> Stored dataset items
........
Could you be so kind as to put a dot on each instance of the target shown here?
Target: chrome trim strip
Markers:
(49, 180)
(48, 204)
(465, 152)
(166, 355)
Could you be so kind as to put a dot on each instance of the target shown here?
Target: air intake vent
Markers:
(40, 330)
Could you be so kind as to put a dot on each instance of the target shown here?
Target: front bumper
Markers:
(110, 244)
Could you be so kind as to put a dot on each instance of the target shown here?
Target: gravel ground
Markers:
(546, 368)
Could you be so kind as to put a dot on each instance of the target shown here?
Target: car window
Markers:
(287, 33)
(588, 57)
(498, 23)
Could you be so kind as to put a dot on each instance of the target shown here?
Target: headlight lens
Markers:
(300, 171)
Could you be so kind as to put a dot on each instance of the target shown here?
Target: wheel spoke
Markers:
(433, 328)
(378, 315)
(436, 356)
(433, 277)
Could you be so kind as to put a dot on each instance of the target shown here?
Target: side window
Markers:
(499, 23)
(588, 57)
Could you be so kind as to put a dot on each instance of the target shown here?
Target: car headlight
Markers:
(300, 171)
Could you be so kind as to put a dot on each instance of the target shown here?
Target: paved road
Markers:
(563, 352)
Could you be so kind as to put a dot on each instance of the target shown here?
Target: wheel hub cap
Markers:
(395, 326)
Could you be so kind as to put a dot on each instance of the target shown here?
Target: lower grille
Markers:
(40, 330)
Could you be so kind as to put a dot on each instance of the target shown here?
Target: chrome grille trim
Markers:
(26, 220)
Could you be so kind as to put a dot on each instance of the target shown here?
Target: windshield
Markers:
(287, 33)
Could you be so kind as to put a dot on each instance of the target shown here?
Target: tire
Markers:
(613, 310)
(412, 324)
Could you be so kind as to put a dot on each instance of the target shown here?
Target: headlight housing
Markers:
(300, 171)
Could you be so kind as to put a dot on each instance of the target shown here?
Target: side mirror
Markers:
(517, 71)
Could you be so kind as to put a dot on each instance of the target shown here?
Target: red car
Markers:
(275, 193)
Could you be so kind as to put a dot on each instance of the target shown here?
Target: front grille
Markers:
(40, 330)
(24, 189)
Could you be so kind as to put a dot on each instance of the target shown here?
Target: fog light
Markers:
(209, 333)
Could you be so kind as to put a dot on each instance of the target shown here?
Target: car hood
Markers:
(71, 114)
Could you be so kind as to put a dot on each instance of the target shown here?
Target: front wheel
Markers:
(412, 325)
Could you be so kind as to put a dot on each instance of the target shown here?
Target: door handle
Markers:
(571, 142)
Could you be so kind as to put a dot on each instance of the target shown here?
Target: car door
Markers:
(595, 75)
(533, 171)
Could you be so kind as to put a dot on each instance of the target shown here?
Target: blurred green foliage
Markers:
........
> Work instructions
Repeat the material above in full, quoting it exactly.

> Complete output
Could you be so kind as to put a dot on each instance of the target shown here?
Target: chrome trim strip
Markers:
(49, 180)
(48, 204)
(465, 152)
(166, 355)
Could you be so kind as to put a dot on each instance of the target shown here?
Target: air intake vent
Markers:
(40, 330)
Could you be so kind as to put a dot on each instance of the target shown here?
Target: front bumper
Markers:
(110, 244)
Could you be so kind as to put a dot on each instance of the target shown here?
Target: gravel ground
Markers:
(546, 368)
Could you be so kind as to put a dot on each instance of the target shown here?
Target: car window
Markers:
(287, 33)
(588, 57)
(498, 23)
Could you be so kind as to put a dot on each instance of the target shown here?
Target: headlight lens
Markers:
(300, 171)
Could you be so kind as to put a dot on each instance of the target shown here?
Target: wheel spoke
Markers:
(433, 328)
(378, 315)
(436, 356)
(433, 277)
Could you be so kind as to put a dot on each instance of the target shown here?
Target: side window
Markers:
(499, 23)
(588, 57)
Could you be so kind as to put a dot on each instance of the target shown here?
Target: car headlight
Markers:
(300, 171)
Could you be so kind as to put a dot on each instance of the target shown here?
Target: paved road
Markers:
(563, 352)
Could you be so kind as to put a dot on each instance of the target shown here?
Target: wheel hub cap
Markers:
(395, 326)
Could you be so kind as to put a dot on each instance of the target shown here?
Target: lower grille
Markers:
(40, 330)
Could you be so kind as to put a dot on each instance of the target shown here?
Target: chrome grille trim
Markers:
(26, 220)
Could you be so kind as to put a dot on each instance of the target shown here?
Target: windshield
Markers:
(287, 33)
Could you be so kind as to put a dot on each instance of the target shown here?
Target: tire
Markers:
(613, 310)
(412, 324)
Could you be so kind as to put a dot on each instance of the target shown here?
Target: headlight housing
Markers:
(300, 171)
Could you be so kind as to put a dot on each instance of the target shown here?
Target: side mirror
Markers:
(517, 71)
Could you be so kind as to put a dot on each instance of the target shown here?
Target: red car
Markers:
(275, 193)
Could you be so kind as to put a dot on each instance of the target shown here?
Target: front grille
Markers:
(40, 330)
(24, 189)
Could you be so kind as to put a dot on each instance of the target shown here?
Target: fog light
Markers:
(209, 333)
Could you be so kind as to put a dot on each instance of the target shown here?
Target: car hood
Markers:
(71, 114)
Could you be so kind as to put a dot on each instance of the target shown here?
Target: front wheel
Markers:
(412, 325)
Could you be so kind as to put a dot on each instance of the target shown here?
Target: door handle
Markers:
(571, 142)
Could you be so kind as to put a dot on each instance of the target shown here?
Target: car door
Markers:
(595, 75)
(533, 171)
Could you be so kind as to put a dot on each instance of the target shown here?
Target: blurred green foliage
Markers:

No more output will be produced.